Description of the task: Reproduce the records below in full and word for word, excluding pictures.

──────── Data for review

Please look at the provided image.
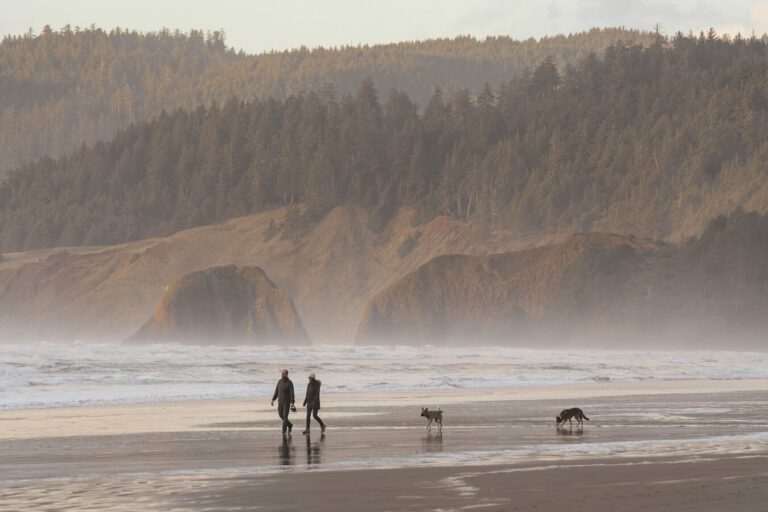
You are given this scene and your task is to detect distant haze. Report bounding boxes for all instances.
[4,0,768,53]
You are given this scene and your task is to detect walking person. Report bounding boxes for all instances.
[271,369,296,435]
[302,372,326,435]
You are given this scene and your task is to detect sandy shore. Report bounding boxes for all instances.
[1,380,767,511]
[3,378,768,440]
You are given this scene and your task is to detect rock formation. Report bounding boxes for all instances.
[0,205,520,343]
[357,213,768,349]
[356,233,654,345]
[127,265,309,345]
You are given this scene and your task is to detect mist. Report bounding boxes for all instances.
[3,9,768,508]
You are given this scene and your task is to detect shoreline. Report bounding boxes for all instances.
[3,378,768,440]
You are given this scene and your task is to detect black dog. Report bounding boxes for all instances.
[555,408,590,428]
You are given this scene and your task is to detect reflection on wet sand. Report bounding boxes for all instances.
[556,426,585,438]
[306,434,325,466]
[421,432,443,453]
[277,433,326,467]
[278,436,295,466]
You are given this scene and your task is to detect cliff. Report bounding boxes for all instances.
[356,233,657,345]
[0,204,532,343]
[356,212,768,348]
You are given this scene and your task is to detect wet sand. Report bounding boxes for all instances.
[1,380,767,511]
[174,456,768,512]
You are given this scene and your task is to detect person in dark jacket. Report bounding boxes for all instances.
[271,369,296,435]
[302,372,326,434]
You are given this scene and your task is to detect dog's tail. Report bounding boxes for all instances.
[583,415,590,421]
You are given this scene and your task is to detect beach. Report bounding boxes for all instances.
[2,379,767,511]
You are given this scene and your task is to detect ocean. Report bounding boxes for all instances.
[2,343,767,411]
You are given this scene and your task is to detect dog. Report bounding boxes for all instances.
[555,408,590,428]
[421,407,443,431]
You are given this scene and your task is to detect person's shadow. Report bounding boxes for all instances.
[305,433,326,467]
[278,435,295,466]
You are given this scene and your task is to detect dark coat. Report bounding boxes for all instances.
[272,377,295,404]
[303,379,321,409]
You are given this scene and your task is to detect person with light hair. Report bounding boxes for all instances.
[271,369,296,435]
[302,372,326,435]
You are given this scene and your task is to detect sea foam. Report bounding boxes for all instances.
[1,343,767,410]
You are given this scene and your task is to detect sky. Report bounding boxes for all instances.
[3,0,768,53]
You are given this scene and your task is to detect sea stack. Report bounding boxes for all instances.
[127,265,309,345]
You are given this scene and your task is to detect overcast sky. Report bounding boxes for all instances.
[3,0,768,53]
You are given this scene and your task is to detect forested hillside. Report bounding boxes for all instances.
[2,33,768,251]
[196,28,654,107]
[0,26,236,177]
[0,26,653,177]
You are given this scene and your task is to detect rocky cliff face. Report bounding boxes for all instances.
[0,205,535,343]
[355,233,656,345]
[127,265,309,345]
[356,216,768,349]
[3,205,764,348]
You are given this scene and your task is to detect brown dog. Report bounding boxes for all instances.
[556,408,590,428]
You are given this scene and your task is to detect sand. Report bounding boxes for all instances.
[1,380,767,511]
[176,456,768,512]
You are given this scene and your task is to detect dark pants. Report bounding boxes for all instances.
[306,404,325,430]
[278,401,292,432]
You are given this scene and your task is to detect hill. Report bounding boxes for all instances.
[3,33,768,253]
[0,26,652,178]
[356,210,768,348]
[0,27,236,178]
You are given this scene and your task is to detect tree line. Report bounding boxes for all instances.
[0,26,654,177]
[2,32,768,251]
[196,27,655,109]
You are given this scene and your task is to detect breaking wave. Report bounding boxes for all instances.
[1,342,767,410]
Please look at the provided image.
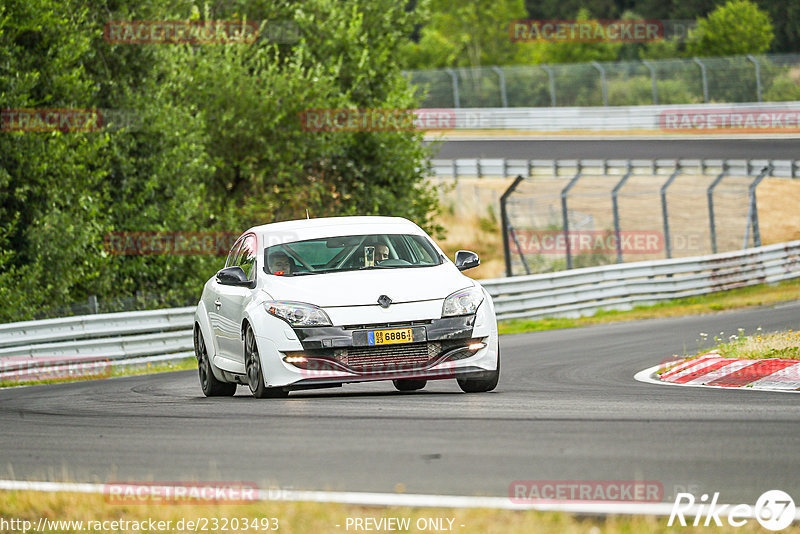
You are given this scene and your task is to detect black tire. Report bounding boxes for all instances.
[195,327,236,397]
[457,348,500,393]
[392,379,427,392]
[245,326,289,399]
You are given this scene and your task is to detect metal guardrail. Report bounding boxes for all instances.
[0,308,195,380]
[481,241,800,321]
[430,158,800,179]
[0,307,194,349]
[418,101,800,132]
[1,241,798,377]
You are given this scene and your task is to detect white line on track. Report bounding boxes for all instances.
[3,479,800,520]
[0,479,746,517]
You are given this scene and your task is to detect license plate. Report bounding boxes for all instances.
[367,328,414,346]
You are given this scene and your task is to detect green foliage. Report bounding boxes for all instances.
[401,0,528,69]
[685,0,774,57]
[0,0,440,322]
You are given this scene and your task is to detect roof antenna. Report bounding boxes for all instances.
[305,209,310,219]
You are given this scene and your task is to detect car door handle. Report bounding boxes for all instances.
[214,299,222,309]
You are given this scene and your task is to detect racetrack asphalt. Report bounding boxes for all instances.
[430,138,800,160]
[1,300,799,505]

────────────────

Output below:
Please look at the provided image.
You are given this scene and your task is to detect distant haze. Report bounding boxes for all instances.
[4,0,768,53]
You are given this scene and your task is to detect walking person. Report bounding boxes for all instances.
[271,369,296,435]
[302,372,326,435]
You are given this scene and your task is to detect sandy shore. Report bounding boxes for all instances.
[1,380,767,511]
[3,378,768,440]
You are given this scene and your task is to detect rock formation. Report bounding boxes for all instances.
[0,205,520,343]
[357,213,768,349]
[356,233,654,345]
[127,265,309,345]
You are given this scene and your task is to detect mist. Report bounding boxes for all instances.
[3,9,768,508]
You are given this scene and your task is to detect shoreline. Report bounding boxes for all instances.
[3,378,768,440]
You are given this scene and your task is to detect black dog. Report bounding boxes for all instances.
[555,408,590,428]
You are given this scene and your task is to detect reflection on wet sand. Report bounding boxes for all instances.
[556,426,585,438]
[306,434,325,466]
[421,432,443,453]
[277,433,326,467]
[278,436,295,466]
You are given this scene and your task is to detect cliff. Report bounding boxes for all instances.
[356,233,657,345]
[0,204,532,343]
[356,212,768,348]
You are given this scene and your task is to detect wet sand. Report bounding boxes for all instances.
[1,380,767,511]
[174,456,768,512]
You are given this scene and your task is to detect person in dark jacket. Report bounding boxes for all instances.
[271,369,296,435]
[302,372,326,434]
You are given this scene and your task is to detect dog's tail. Report bounding boxes for all instances.
[583,415,590,421]
You are given this scene and your task is to detect beach. Report bounding boxes for all instances.
[2,379,767,511]
You are given this scene and your task is to detect ocean. Report bounding boxes for all instances.
[2,343,767,411]
You are given this scene and your task is to detect dog. Report bounding boxes for all instances.
[555,408,590,428]
[421,407,443,431]
You are given this scene and your task is to detect person's shadow. Report bounding boxes for all instances.
[305,433,326,467]
[278,435,295,466]
You are given this scene and your task is to detect dark coat. Report bounding boxes for all instances.
[272,377,295,404]
[303,379,321,409]
You are given this scene and your task is to detect person with light hair. Report bounding boxes for all instances.
[271,369,296,435]
[302,372,326,435]
You are given this scene and your task is to detect sea foam. Report bounding boxes for all instances.
[1,343,767,410]
You are given this scene and your task is to detect sky. Report bounding boxes for all instances.
[3,0,768,53]
You are given this scene and your task is to detect sea stack. Report bounding boxes for all instances.
[127,265,309,345]
You are given this scene and your task is to detect overcast sky. Report bounding boxes for all instances.
[3,0,768,53]
You are given this scene and your task is to detect forested hillside. Report bounding boxes for all instances.
[2,33,768,251]
[196,28,654,107]
[0,26,236,177]
[0,26,653,177]
You are given this scene and your task is to detect rocky cliff face. Report bounding boxes for all instances.
[0,205,535,343]
[355,233,656,345]
[127,265,309,345]
[356,216,768,349]
[3,205,764,348]
You are given this scene and your task is to detect brown dog. Report bounding boxes for all instances.
[556,408,590,428]
You are given this scene and your task is to detect sand. Report bounding boxes for all instances.
[1,380,767,511]
[176,456,768,512]
You are given this scene and your task is to detect dark pants. Report bounding boxes for all instances.
[306,404,325,430]
[278,401,292,432]
You are given this scene and your task is to detect hill. Report bounding boxes for all instances.
[3,33,768,253]
[0,26,652,178]
[356,210,768,348]
[0,27,236,178]
You are given this scene and your task is to detect tree line. Report bounding boxes for all instances.
[0,26,654,177]
[2,32,768,251]
[196,27,655,109]
You are given this scene and your task is to detect breaking wave. Report bounding boxes for all instances.
[1,342,767,410]
Please look at the provided image.
You are given this scene and your task is to detect black tire. Report bounding boxes for all instances.
[195,327,236,397]
[457,348,500,393]
[392,379,427,392]
[245,326,289,399]
You are given this scene and your task is to detect metal guardrail. Report bounding boxes for all instances.
[0,308,195,380]
[481,241,800,321]
[430,158,800,179]
[0,307,194,349]
[418,101,800,132]
[1,241,798,377]
You are given this scene and your task is to detect white line on track. Report bounding boxes for all instances.
[3,479,800,520]
[0,479,746,517]
You are given this scene and your task is to detect license plate. Report bounding boxes for all instances.
[367,328,414,346]
You are given this scene and your task is to detect green foliage. Report bounding boxes for all instances.
[401,0,528,69]
[685,0,774,57]
[0,0,440,322]
You are given this scene and your task is to detect roof antenna. Report bounding boxes for all instances.
[305,209,310,219]
You are given this scene and your task is to detect car door handle. Report bounding boxes for all instances.
[214,299,222,309]
You are given this scene and your task is to detect racetrack asphalt. Report bounding boxes for all instances.
[430,138,800,160]
[1,300,799,505]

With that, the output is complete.